_Set problem_
Reproduce the listing below word for word, starting at the line that contains "[indicate] the oven" and ending at its final line.

(Stored entries)

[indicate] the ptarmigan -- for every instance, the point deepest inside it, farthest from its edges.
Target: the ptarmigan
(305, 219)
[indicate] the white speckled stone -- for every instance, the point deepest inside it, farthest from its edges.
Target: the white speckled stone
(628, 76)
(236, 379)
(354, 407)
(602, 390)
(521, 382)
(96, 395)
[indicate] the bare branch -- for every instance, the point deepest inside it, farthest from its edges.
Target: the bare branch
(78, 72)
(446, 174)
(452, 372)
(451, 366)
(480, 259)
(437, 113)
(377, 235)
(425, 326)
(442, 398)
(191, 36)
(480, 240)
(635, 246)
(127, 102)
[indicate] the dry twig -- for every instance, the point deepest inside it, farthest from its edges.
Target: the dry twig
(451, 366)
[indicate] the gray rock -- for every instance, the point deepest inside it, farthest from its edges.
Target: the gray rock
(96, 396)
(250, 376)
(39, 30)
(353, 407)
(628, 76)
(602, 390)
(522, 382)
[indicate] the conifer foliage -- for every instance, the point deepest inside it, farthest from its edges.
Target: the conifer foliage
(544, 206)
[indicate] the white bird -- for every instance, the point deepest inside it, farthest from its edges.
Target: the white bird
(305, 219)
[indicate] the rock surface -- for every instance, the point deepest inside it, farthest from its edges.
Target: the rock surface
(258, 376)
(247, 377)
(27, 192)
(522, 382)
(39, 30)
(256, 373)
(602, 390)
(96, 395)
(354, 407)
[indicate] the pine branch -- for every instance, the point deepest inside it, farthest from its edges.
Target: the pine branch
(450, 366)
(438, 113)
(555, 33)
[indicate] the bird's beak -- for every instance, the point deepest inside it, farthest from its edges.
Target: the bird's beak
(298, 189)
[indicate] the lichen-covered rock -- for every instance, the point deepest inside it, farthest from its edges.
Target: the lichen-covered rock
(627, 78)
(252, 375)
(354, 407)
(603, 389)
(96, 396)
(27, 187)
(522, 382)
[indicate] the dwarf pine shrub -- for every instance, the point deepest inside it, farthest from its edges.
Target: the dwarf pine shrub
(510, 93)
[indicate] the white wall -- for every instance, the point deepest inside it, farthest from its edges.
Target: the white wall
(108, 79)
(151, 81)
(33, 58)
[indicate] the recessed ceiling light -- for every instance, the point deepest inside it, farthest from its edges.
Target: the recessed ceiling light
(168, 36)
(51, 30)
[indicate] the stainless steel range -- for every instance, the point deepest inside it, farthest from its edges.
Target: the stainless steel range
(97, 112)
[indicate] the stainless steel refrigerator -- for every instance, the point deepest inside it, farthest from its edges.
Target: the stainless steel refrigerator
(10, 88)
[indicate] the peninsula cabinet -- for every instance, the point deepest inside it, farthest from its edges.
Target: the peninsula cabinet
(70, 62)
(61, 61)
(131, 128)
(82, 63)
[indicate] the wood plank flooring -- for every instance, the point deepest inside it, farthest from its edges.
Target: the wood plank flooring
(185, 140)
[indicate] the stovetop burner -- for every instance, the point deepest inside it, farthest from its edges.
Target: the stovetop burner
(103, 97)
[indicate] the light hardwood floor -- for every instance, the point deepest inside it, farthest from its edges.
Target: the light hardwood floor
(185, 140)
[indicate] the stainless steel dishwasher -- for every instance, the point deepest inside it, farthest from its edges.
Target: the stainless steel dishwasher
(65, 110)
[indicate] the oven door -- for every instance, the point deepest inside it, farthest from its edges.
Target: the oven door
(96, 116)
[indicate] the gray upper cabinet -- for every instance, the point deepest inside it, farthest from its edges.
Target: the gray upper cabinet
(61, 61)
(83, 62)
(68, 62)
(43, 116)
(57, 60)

_Expected answer_
[indicate] the oven door -- for every instance, the point deepest inside it, farthest from its edges.
Target: the oven door
(96, 116)
[indicate] the gray upper cabinet -- for every instance, the point deepest inside it, farthest from its edges.
Target: the gray upper cabinet
(61, 61)
(83, 62)
(68, 62)
(43, 116)
(57, 60)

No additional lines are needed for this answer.